Source records:
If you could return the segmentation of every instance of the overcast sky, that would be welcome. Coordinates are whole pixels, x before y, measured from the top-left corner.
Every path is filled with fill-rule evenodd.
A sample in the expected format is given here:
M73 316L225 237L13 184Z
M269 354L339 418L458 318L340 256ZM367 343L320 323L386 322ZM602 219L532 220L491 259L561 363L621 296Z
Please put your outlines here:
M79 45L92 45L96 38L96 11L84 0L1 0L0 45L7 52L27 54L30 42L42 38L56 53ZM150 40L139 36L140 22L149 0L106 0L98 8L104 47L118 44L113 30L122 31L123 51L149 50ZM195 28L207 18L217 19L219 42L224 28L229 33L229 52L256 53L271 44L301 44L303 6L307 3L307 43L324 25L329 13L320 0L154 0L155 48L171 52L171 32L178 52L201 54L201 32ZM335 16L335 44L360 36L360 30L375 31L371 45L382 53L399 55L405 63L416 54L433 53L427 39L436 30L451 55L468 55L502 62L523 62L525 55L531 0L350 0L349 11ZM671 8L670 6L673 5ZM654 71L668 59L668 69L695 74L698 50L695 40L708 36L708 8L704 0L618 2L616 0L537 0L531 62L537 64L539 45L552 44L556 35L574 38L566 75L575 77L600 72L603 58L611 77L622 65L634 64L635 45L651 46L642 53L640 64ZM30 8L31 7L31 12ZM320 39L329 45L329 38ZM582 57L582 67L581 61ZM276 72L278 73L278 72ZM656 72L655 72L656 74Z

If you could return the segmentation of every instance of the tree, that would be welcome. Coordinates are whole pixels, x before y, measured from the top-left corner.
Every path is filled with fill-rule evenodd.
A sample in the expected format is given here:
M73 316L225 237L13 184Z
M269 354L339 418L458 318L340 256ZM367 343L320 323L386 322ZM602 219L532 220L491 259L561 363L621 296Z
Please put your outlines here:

» Short task: Reproduce exactly the lines from the one containing "the tree, that" through the last line of the records above, including both, and nothing else.

» Solution for this problem:
If you could return the segmentation of every instance of the tree, that would be welcome. Coordinates are whole pixels, x before y, measured from the top-left corner.
Every path is filled with fill-rule evenodd.
A sample in the expected format is given here:
M73 316L225 237L13 184Z
M269 354L339 418L458 318L340 256ZM367 343L320 323L386 322ZM602 219L532 220L491 259L561 363L621 296Z
Please put your outlines here:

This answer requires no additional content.